* [Task to carry out] Every entry has to be restated word for word.

* [Raw data]
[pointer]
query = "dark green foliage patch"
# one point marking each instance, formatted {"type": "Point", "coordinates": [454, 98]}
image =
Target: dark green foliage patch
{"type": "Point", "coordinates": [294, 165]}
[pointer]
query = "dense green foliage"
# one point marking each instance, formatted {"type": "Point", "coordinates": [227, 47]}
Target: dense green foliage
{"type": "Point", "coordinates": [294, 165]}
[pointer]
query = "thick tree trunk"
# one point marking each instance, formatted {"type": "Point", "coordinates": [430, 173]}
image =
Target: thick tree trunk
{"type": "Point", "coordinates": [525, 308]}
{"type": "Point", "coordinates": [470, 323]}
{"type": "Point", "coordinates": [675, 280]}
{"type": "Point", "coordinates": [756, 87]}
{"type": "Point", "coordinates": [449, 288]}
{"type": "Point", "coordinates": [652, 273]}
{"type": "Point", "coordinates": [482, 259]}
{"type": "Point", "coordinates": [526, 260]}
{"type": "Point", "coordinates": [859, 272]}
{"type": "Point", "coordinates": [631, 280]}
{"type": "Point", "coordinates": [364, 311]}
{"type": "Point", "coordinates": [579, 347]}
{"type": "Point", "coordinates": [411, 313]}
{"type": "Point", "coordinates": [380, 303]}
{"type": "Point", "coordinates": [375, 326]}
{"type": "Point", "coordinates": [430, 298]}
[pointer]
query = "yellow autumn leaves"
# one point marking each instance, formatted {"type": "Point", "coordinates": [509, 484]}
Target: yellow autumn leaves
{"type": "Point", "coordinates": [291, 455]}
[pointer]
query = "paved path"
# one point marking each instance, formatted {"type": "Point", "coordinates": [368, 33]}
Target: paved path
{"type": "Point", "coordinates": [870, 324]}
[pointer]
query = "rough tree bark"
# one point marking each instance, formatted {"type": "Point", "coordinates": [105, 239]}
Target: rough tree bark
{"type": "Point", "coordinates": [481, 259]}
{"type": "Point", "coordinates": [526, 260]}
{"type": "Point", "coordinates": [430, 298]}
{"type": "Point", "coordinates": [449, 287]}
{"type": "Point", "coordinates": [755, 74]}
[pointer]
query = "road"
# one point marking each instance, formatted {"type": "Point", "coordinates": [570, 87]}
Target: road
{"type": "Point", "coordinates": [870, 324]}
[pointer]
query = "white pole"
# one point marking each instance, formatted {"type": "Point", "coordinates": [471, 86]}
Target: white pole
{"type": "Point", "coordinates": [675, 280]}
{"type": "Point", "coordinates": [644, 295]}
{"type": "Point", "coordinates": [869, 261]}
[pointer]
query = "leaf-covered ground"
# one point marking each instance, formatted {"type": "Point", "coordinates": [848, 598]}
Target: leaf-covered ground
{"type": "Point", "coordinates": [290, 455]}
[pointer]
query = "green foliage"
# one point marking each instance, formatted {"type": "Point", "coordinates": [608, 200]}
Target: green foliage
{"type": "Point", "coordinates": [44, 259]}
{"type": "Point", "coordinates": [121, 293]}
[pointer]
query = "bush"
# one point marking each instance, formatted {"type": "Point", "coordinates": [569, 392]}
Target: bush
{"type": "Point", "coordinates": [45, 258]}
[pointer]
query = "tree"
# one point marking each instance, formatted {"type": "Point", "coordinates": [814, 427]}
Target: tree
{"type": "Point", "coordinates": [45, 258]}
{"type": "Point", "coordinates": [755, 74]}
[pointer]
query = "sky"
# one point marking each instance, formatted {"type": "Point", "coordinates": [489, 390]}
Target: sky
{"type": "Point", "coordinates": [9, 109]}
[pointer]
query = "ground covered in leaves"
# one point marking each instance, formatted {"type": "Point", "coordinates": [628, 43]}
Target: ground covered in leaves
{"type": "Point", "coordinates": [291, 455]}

* [Response for this exercise]
[pointer]
query = "dark green foliage patch"
# one point marking each instance, formatted {"type": "Point", "coordinates": [454, 98]}
image =
Target: dark green foliage patch
{"type": "Point", "coordinates": [294, 165]}
[pointer]
query = "dense green foliage"
# one point marking each instance, formatted {"type": "Point", "coordinates": [227, 47]}
Target: dense green foliage
{"type": "Point", "coordinates": [294, 165]}
[pointer]
query = "thick tree trunk"
# one point marking each instance, formatted {"type": "Point", "coordinates": [430, 173]}
image =
Target: thick tree trunk
{"type": "Point", "coordinates": [525, 308]}
{"type": "Point", "coordinates": [470, 323]}
{"type": "Point", "coordinates": [675, 280]}
{"type": "Point", "coordinates": [756, 87]}
{"type": "Point", "coordinates": [449, 288]}
{"type": "Point", "coordinates": [652, 273]}
{"type": "Point", "coordinates": [482, 259]}
{"type": "Point", "coordinates": [526, 260]}
{"type": "Point", "coordinates": [859, 272]}
{"type": "Point", "coordinates": [631, 280]}
{"type": "Point", "coordinates": [364, 311]}
{"type": "Point", "coordinates": [579, 347]}
{"type": "Point", "coordinates": [411, 313]}
{"type": "Point", "coordinates": [380, 303]}
{"type": "Point", "coordinates": [375, 326]}
{"type": "Point", "coordinates": [430, 298]}
[pointer]
query = "yellow autumn leaves"
# one point marking each instance, formatted {"type": "Point", "coordinates": [509, 484]}
Target: yellow autumn leaves
{"type": "Point", "coordinates": [291, 455]}
[pointer]
query = "paved path"
# one point marking each instance, formatted {"type": "Point", "coordinates": [368, 33]}
Target: paved path
{"type": "Point", "coordinates": [870, 324]}
[pointer]
query = "rough tree bark"
# one point marking each instance, formatted {"type": "Point", "coordinates": [105, 239]}
Target: rough tree bark
{"type": "Point", "coordinates": [481, 259]}
{"type": "Point", "coordinates": [526, 260]}
{"type": "Point", "coordinates": [430, 298]}
{"type": "Point", "coordinates": [449, 287]}
{"type": "Point", "coordinates": [755, 74]}
[pointer]
query = "road"
# one point marking each instance, formatted {"type": "Point", "coordinates": [570, 87]}
Target: road
{"type": "Point", "coordinates": [870, 324]}
[pointer]
query = "white pole"
# one point marking each instance, formatted {"type": "Point", "coordinates": [471, 86]}
Target: white pole
{"type": "Point", "coordinates": [675, 280]}
{"type": "Point", "coordinates": [644, 295]}
{"type": "Point", "coordinates": [869, 261]}
[pointer]
query = "leaf-covered ground"
# one point marking each instance, formatted {"type": "Point", "coordinates": [848, 598]}
Target: leaf-covered ground
{"type": "Point", "coordinates": [290, 455]}
[pointer]
query = "green foliage"
# one point marking each instance, formatted {"type": "Point", "coordinates": [608, 200]}
Target: green foliage
{"type": "Point", "coordinates": [44, 259]}
{"type": "Point", "coordinates": [121, 293]}
[pointer]
query = "bush"
# one point marking each instance, formatted {"type": "Point", "coordinates": [569, 392]}
Target: bush
{"type": "Point", "coordinates": [45, 258]}
[pointer]
query = "tree"
# one point marking each instance, formatted {"type": "Point", "coordinates": [814, 427]}
Target: tree
{"type": "Point", "coordinates": [45, 258]}
{"type": "Point", "coordinates": [755, 74]}
[pointer]
query = "sky"
# one point marking each instance, formatted {"type": "Point", "coordinates": [489, 390]}
Target: sky
{"type": "Point", "coordinates": [9, 109]}
[pointer]
query = "ground covered in leaves"
# one point marking each instance, formatted {"type": "Point", "coordinates": [628, 43]}
Target: ground covered in leaves
{"type": "Point", "coordinates": [291, 455]}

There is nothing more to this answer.